**EXCERPTED TEXT**:

“Hi! I’m Sam the Cooking Guy. In the next two minutes, I’m going to show you how to make broccoli and beef. You won’t believe it , it’s so easy!”
This will be the future of mobiTV, television on mobile devices, and local chef Sam Zien is among those who will soon pop up on your handy cell phone, iPod or PSP.
The recipe is simple: condense a 30- or 60-minute program down to a few minutes, and voila; , you’ve got a mobisode (a mobile episode)! It’s a notch up from traditional 15-second video clips, which have been introduced to the tech-savvy market since the advent of portable video gadgets. The catch, of course, is that any distilled version of a popular TV show might not necessarily appeal to mass consumers. Cooking shows are different, though, in that they consist of usable content.
“I don’t think Shakira is usable content,” said Zien, whose show already comes pre-loaded on some cell phones in Brazil, Chile and certain parts of the United States. “I don’t think ‘the best of Michael Jordan’ is usable content. They’re fun to watch, but (my cooking show) has a purpose.
“People don’t need a lot. You don’t need a half-hour of me making a stew. Two minutes of me showing you how to make something, and you’ve got it figured out.”
Heading to market
But how much is it worth to watch mobiTV? For the consumer, time is not a commodity, according to Zien. He’s already picturing the pre-loaded cell phones on your kitchen counter or in the palm of your hand, while you’re buying ingredients for his latest concoction.
“I’m not going to watch Shakira on my cell phone,” Zien said, “but it would be cool to stand in a supermarket and go, ‘What did that guy say I needed again?’ ”
KPBS Program Director Keith York envisions a slightly different future for his audience’s take on mobiTV. He predicts young, affluent viewers will embrace this technology, regardless of usable content, while his 50-plus-year-old viewers will most likely stray from it.
“Kid shows on cell phones are going to explode,” York said, “because mom and dad have a cell phone, and they can hand it to the kid, and (the kid) can watch five-minute episodes of ‘Sponge Bob.’
“And the older part of our audience is like, ‘this personal technology is a fad. Somebody is just trying to get more money, and it’s not going to make my quality of life any better.’ ”
Elderly people tend to have vision problems, such as glaucoma or trachoma, so watching television on a cell phone is “almost exclusively a young person’s exercise,” York added. Naturally, this eliminates content from CNN or C-SPAN, for example, because its target demographic caters to the elderly, the technophobes.
Costly exercise
There is one more factor: money.
“The cell phone business does not know how to sell TV,” York said. “ITunes just figured out that people will pay a buck-ninety-nine for an episode of ‘Desperate Housewives’ on your computer. So what’s the price when you download a show to your cell phone? It should be cheaper, because the screen is smaller. But are those equations real?”
Not exactly. For the cost to watch a mobisode on your cell phone, you’re better off just watching it on your TiVo , for now. Most cell phones capable of video playback retail anywhere from $350 to $470.

**TASK GOAL**:
In one to three sentences, explain why, according to the mobiTV article, York expects kid shows on cell phones to explode. Rely only on the mobiTV article for your answers.

**DATASET ENTRIES**:

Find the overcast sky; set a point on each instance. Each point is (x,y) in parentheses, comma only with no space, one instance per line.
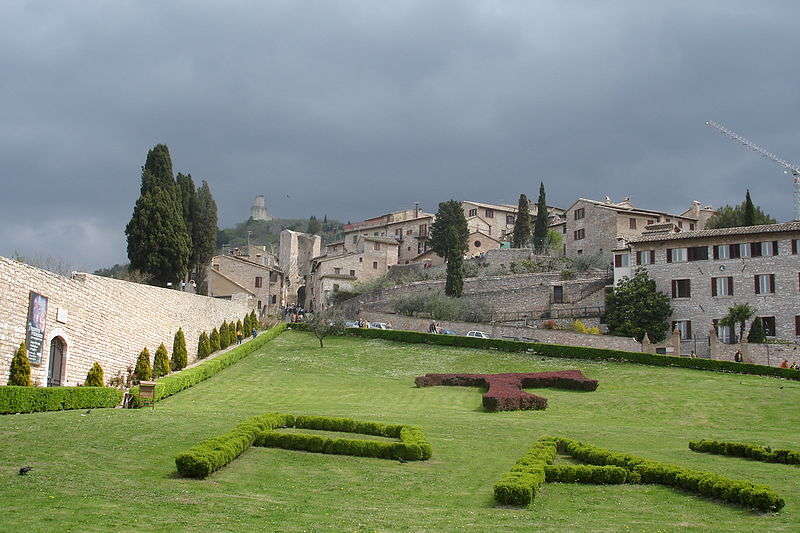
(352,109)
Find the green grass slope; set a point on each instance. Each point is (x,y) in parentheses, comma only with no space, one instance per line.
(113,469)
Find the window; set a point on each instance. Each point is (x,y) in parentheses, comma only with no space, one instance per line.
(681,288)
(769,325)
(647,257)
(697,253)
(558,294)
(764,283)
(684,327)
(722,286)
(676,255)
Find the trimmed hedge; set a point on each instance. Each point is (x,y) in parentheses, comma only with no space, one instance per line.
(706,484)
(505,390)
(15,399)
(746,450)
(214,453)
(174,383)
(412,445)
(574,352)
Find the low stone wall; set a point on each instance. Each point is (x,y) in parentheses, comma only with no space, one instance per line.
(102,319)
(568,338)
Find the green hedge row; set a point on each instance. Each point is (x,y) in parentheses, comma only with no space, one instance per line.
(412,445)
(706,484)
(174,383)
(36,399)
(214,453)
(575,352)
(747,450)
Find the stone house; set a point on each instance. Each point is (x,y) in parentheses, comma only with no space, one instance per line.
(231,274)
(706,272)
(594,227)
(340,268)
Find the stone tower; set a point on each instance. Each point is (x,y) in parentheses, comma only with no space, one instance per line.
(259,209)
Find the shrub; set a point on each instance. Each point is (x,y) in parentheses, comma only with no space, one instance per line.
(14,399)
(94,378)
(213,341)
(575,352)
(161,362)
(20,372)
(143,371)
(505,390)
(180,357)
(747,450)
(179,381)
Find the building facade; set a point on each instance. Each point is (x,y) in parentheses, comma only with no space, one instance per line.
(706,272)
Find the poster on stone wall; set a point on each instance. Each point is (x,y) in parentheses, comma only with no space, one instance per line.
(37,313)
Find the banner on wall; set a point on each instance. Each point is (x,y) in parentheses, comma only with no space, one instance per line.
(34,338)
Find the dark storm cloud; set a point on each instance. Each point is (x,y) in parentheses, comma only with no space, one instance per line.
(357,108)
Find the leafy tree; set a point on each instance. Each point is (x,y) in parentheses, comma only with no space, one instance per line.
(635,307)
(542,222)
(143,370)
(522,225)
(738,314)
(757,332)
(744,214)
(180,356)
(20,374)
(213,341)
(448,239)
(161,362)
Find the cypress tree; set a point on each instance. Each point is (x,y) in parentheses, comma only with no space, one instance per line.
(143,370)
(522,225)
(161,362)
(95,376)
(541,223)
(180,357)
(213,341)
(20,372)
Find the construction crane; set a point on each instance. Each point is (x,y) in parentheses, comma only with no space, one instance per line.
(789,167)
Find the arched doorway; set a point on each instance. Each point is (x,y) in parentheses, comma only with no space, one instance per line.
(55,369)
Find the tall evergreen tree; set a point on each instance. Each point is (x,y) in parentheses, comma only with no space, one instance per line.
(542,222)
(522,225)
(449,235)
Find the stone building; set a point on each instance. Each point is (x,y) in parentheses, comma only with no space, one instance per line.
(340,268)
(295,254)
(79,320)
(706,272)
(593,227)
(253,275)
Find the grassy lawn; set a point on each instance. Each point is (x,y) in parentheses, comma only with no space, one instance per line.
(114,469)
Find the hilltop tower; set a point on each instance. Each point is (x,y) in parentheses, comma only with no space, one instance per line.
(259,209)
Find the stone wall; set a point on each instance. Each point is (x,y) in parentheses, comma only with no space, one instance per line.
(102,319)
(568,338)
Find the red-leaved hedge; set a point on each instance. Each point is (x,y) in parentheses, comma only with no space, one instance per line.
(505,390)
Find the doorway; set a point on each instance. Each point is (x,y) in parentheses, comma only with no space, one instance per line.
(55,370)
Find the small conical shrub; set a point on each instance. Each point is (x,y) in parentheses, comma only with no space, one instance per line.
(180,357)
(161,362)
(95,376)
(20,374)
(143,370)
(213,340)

* * *

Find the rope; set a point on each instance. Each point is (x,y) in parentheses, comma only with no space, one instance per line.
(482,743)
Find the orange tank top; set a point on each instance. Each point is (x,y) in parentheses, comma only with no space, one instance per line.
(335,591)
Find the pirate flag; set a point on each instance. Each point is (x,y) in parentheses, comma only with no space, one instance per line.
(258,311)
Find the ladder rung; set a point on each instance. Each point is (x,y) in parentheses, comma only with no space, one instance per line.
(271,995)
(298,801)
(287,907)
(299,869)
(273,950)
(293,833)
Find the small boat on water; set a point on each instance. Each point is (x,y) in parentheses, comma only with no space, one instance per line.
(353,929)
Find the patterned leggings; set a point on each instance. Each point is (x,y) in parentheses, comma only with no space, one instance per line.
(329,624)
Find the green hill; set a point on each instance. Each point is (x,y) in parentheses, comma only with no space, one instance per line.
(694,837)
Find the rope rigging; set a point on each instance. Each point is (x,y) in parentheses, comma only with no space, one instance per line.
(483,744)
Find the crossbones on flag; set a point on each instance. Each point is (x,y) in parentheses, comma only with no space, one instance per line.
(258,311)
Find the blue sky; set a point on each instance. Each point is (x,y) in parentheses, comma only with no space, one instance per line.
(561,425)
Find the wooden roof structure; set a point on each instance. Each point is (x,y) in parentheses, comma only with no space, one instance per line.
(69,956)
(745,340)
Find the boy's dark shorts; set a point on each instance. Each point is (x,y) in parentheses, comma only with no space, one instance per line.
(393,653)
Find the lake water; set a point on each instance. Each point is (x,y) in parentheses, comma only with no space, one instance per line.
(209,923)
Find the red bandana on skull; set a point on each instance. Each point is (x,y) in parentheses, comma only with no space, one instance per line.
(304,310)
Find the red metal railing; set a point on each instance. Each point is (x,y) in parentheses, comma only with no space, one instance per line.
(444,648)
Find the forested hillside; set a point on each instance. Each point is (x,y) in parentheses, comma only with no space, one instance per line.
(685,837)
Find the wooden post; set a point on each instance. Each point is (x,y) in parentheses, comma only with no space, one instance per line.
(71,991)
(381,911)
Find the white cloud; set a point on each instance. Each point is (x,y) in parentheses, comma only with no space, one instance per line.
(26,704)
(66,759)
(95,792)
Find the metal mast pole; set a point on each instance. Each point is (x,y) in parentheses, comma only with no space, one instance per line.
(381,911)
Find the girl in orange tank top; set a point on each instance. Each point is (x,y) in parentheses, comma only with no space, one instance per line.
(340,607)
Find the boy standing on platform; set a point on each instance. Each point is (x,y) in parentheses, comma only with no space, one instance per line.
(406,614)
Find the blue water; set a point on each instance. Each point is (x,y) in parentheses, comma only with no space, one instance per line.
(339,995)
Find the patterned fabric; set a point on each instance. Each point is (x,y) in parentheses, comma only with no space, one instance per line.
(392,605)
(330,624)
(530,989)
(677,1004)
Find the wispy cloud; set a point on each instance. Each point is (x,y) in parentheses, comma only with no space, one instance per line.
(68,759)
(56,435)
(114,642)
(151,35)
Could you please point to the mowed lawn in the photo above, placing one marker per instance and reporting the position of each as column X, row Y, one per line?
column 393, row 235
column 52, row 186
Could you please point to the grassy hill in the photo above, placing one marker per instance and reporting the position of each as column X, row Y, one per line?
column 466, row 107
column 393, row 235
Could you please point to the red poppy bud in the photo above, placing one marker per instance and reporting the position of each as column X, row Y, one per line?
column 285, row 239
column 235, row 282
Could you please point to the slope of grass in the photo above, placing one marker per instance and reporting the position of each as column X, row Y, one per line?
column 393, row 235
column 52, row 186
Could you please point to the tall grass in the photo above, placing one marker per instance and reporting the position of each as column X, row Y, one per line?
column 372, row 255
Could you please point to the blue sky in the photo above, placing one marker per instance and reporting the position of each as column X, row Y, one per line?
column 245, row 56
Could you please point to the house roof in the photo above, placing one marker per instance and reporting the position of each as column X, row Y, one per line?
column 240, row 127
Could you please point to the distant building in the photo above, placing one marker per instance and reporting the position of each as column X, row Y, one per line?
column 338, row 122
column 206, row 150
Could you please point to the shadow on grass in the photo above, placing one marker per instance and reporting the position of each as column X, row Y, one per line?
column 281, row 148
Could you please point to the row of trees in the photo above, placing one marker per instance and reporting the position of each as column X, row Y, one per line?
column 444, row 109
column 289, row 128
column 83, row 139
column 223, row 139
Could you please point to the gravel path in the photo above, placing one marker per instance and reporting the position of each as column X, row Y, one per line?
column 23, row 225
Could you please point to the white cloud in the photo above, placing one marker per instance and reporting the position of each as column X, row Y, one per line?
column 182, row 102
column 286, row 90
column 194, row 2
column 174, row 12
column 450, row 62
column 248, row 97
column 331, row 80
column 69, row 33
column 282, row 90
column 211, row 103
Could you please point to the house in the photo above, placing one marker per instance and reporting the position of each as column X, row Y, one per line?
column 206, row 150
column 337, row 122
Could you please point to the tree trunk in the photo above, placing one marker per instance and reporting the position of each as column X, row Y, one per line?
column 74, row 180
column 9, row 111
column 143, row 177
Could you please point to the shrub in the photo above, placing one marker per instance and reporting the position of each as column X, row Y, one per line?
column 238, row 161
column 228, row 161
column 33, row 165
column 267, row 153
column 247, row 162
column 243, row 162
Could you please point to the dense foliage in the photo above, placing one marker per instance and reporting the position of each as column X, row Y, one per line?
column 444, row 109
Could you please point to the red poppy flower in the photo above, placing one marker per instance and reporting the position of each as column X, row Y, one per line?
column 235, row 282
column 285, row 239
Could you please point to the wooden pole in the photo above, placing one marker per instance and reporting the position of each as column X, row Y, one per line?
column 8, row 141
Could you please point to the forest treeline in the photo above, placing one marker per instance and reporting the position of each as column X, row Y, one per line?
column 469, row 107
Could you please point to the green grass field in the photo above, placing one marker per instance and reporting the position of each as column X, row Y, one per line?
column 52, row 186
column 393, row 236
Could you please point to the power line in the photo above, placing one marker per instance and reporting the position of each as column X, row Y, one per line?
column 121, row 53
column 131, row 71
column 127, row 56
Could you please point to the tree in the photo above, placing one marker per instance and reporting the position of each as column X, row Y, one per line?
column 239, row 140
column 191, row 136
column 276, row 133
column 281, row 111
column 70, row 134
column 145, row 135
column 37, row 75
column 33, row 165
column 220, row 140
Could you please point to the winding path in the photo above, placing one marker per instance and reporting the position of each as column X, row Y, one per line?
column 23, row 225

* * *

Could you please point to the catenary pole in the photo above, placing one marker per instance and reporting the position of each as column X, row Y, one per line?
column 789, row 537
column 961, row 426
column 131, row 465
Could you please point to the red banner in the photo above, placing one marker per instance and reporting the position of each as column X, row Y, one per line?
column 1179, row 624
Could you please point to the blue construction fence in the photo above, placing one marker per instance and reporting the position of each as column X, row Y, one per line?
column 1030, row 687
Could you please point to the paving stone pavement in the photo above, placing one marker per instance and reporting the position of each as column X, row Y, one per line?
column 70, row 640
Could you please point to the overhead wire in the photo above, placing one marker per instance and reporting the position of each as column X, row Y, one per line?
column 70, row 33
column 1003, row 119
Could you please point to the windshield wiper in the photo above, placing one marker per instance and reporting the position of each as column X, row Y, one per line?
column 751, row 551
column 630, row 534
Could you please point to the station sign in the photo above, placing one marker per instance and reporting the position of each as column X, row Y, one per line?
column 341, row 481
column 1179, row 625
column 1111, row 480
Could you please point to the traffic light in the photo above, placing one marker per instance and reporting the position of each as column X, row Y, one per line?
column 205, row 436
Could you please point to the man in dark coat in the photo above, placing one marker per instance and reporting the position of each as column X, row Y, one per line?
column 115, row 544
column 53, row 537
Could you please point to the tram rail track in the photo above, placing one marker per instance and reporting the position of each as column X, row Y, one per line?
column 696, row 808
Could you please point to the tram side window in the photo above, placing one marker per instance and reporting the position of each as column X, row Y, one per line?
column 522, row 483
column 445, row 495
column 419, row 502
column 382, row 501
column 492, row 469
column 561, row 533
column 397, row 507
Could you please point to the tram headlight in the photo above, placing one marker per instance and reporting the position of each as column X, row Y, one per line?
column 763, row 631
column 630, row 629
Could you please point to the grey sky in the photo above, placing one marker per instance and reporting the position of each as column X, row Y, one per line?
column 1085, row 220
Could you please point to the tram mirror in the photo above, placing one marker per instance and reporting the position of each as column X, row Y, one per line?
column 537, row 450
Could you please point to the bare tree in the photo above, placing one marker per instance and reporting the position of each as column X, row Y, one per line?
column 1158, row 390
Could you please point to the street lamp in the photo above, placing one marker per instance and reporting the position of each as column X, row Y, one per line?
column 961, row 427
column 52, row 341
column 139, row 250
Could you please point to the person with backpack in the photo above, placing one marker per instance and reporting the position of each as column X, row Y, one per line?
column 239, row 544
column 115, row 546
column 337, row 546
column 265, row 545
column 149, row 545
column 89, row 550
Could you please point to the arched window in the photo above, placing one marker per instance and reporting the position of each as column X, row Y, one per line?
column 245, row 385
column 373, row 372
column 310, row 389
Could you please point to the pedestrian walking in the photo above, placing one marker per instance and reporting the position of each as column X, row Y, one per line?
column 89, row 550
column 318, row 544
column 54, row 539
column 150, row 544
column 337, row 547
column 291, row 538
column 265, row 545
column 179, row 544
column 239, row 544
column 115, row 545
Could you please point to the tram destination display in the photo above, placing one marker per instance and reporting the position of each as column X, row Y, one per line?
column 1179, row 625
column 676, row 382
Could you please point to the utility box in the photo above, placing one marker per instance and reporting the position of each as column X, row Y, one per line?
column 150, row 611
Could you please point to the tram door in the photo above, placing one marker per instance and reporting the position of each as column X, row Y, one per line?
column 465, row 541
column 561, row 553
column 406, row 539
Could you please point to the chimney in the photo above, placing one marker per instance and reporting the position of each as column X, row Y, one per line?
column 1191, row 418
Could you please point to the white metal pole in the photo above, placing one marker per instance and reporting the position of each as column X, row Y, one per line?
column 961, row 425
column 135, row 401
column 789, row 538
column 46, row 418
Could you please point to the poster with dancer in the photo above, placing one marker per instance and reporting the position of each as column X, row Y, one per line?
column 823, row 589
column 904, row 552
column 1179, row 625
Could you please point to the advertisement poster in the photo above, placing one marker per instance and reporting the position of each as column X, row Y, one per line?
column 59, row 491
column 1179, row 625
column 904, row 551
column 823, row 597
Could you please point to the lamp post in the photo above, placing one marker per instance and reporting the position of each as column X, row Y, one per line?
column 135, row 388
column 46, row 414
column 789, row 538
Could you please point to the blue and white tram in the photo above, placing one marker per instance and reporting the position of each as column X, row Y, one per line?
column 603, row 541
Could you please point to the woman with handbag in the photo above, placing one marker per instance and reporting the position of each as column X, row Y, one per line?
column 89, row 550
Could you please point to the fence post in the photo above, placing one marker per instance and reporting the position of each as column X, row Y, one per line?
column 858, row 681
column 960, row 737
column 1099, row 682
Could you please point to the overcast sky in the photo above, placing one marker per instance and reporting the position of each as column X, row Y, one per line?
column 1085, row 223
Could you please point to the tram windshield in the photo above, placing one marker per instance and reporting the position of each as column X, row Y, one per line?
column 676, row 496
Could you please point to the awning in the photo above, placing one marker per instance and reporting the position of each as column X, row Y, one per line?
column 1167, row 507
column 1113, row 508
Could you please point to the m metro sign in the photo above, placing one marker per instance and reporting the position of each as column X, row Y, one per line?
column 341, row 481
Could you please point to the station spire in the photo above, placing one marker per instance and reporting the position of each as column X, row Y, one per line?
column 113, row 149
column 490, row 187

**THE REPLY**:
York expects kid shows on cell phones to explode because parents already have a cell phone. They can hand it to their child, who can then watch five-minute episodes of shows like "Sponge Bob."